Copy the rows below word for word, starting at the line that contains "target | tiled floor" and ending with the final line of the rows.

##########

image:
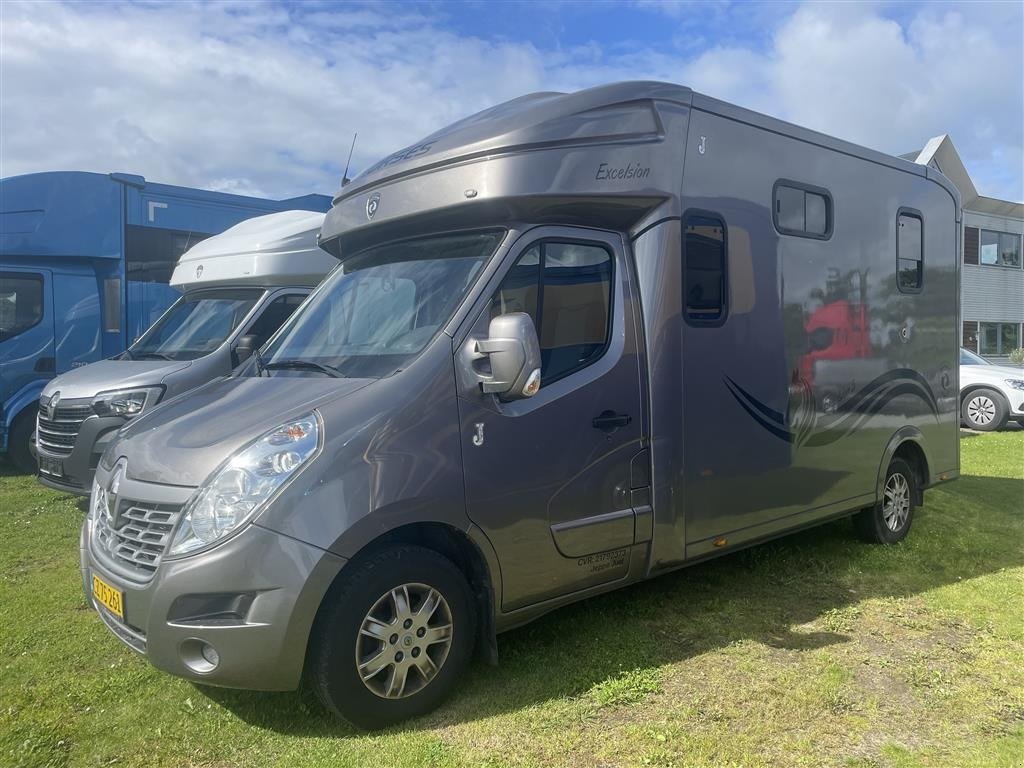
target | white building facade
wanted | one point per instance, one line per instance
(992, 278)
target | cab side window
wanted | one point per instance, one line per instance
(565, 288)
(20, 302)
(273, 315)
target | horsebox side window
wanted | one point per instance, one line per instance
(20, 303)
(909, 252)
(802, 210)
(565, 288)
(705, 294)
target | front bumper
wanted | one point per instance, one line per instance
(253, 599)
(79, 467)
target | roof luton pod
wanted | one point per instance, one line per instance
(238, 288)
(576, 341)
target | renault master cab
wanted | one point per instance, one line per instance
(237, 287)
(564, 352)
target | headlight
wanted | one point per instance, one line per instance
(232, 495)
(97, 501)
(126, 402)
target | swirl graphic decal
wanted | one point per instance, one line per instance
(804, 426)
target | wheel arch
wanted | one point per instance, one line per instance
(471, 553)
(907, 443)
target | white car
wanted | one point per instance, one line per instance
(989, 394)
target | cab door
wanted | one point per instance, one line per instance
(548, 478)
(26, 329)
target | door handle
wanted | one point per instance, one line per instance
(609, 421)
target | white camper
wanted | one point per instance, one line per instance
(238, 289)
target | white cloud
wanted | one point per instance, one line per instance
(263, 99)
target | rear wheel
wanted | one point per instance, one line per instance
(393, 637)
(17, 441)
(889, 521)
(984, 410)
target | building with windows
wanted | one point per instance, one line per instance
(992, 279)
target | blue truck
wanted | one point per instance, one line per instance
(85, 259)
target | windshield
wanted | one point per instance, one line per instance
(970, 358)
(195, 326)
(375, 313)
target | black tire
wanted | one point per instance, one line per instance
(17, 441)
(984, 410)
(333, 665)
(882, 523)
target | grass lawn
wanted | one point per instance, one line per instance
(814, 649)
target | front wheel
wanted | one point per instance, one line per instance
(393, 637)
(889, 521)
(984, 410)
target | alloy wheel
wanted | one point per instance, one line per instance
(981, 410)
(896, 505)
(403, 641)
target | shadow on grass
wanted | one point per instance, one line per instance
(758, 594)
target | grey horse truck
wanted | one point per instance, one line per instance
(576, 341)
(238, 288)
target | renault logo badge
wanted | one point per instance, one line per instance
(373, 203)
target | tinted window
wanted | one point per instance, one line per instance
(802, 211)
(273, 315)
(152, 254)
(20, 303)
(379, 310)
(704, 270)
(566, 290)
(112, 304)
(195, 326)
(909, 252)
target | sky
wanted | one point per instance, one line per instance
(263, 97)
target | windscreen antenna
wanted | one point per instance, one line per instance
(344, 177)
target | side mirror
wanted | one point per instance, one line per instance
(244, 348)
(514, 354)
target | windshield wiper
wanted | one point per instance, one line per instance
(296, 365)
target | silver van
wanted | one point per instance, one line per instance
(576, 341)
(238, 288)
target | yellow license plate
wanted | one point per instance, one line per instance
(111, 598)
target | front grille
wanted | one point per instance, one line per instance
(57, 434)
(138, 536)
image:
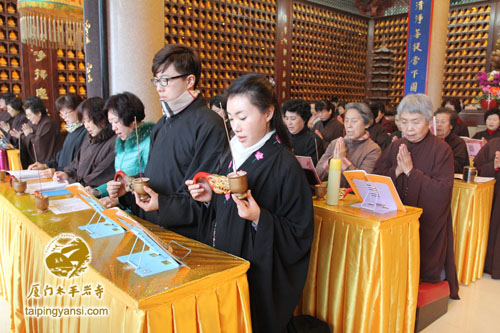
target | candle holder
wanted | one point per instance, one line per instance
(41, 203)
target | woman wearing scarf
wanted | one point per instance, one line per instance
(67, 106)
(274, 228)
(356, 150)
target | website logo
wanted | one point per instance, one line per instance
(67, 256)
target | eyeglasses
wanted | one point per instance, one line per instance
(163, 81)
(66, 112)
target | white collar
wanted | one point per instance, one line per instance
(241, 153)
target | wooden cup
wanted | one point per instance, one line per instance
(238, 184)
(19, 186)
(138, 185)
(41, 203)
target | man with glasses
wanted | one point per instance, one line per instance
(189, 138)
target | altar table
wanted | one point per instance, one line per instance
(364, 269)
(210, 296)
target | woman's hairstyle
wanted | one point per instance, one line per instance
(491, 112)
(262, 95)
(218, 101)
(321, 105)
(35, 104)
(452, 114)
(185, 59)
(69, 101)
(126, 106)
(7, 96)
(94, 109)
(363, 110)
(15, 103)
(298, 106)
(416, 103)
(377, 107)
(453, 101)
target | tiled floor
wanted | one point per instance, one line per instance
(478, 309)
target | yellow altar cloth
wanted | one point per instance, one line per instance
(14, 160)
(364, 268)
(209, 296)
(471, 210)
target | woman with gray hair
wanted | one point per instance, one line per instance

##########

• OUTPUT:
target | tiled floor
wanted | one point per instance, one line per instance
(478, 309)
target | yellow altar cloth
wanted | one point per instance, one line per instance
(14, 160)
(364, 268)
(209, 296)
(471, 210)
target | woman with gray hair
wanted | one point per instance, one line per instance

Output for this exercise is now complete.